*** TRECHO APRESENTADO

Em 2023, o Ceará também foi o maior destaque na ONHB, com 18 medalhas na 15ª edição. Em 2022, o Estado ficou na 3ª posição com 13 equipes vencedoras. Neste ano, foram duas medalhas de ouro, oito de prata e nove de bronze.
Foram seis fases online realizadas entre maio e junho. Já a final foi presencial e, nela, os alunos realizaram uma prova dissertativa que teve como tema a repatriação do Manto Tupinambá, do século XVI, em julho de 2024. O Manto estava no Museu Nacional da Dinamarca e foi entregue ao Museu Nacional do Rio de Janeiro.
Para a professora Adaiza Gomes, esse destaque do Ceará reflete que “somos um povo que valoriza a Educação e que busca o conhecimento”. “Existe uma corrida por medalhas por parte das instituições de ensino privadas, por muito tempo elas foram as protagonistas nessas premiações. Com muito esforço, nós, professores de escolas públicas, estamos revertendo essa situação”, afirma.
Além disso, ela acredita que esse resultado também reflete uma valorização da educação por parte dos poderes públicos, mas pondera que “ainda temos muito para avançar”. “Espero que o impacto dessa conquista seja muito positivo e que nós tenhamos mais investimentos nessa área e mais valorização para profissionais de educação”, defende.
Já para os estudantes, principalmente os de escola pública, essa conquista tem um impacto enorme, pois é uma experiência única. Desde andar de avião e estar dentro do espaço da universidade — algo que é muito distante da realidade deles — até a emoção de ganhar a medalha, resultado do estudo e do esforço deles. Isso, [com] certeza abrirá portas futuras e aumentará a autoconfiança deles. No caso da minha equipe, que é de escola pública, competiu com as maiores escolas privadas do País e conquistou medalha de prata —, foi muito emocionante. Tenho certeza que marcou a vida deles para sempre. Agora eles sabem que também são capazes, que podem conquistar o mundo. E eles merecem!
Confira as escolas cearenses com equipes vencedoras na 16ª ONHB
- Centro de Educação Básica e Profissional Professor Luciano Feijão: Ouro (Sobral/Particular)
- Escola Estadual Francisca Castro de Mesquita: Ouro (Reriutaba/Pública)
- Colégio Farias Brito Jovem Seis Bocas: Prata (Fortaleza/Particular)
- Colégio Nossa Senhora das Graças: Prata (Fortaleza/Particular)
- Farias Brito Pré-Vestibular Aldeota: Prata (Fortaleza/Particular)
- Escola Estadual Antônia Nedina Onofre de Paiva: Prata (Assaré/Pública)

******

Redigite, sem nenhuma alteração, o trecho do texto sobre as medalhas do Ceará na ONHB que vai de "Confira as escolas" até "Graças: Prata (Fortaleza/Particular)", incluindo este último. Não é preciso consultar os dados.

*** DADOS FORNECIDOS

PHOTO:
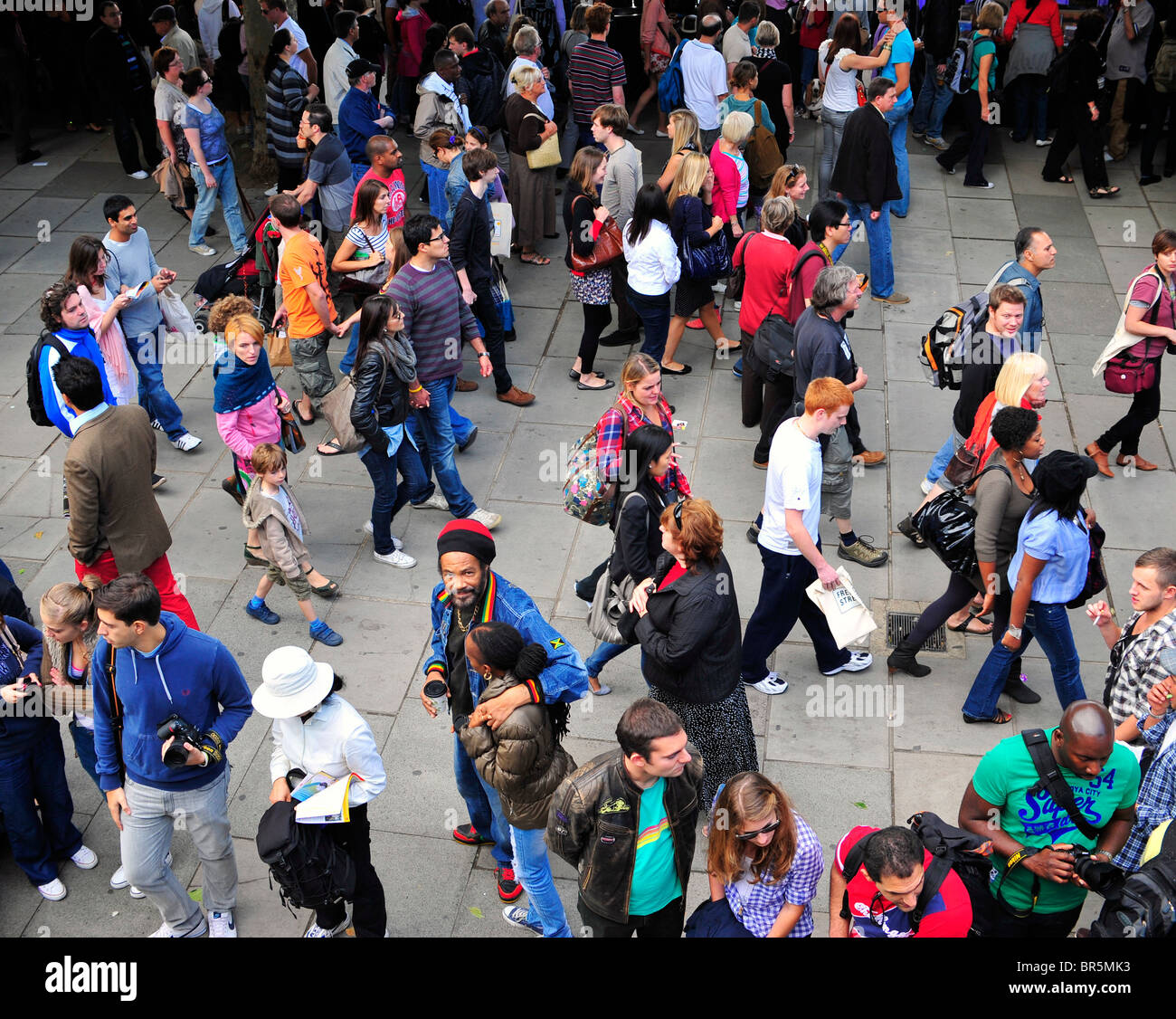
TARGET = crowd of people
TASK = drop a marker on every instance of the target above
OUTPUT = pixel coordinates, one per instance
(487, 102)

******
*** DADOS FORNECIDOS

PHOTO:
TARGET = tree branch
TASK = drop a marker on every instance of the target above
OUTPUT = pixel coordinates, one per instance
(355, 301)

******

RESPOSTA CORRETA:
Confira as escolas cearenses com equipes vencedoras na 16ª ONHB
- Centro de Educação Básica e Profissional Professor Luciano Feijão: Ouro (Sobral/Particular)
- Escola Estadual Francisca Castro de Mesquita: Ouro (Reriutaba/Pública)
- Colégio Farias Brito Jovem Seis Bocas: Prata (Fortaleza/Particular)
- Colégio Nossa Senhora das Graças: Prata (Fortaleza/Particular)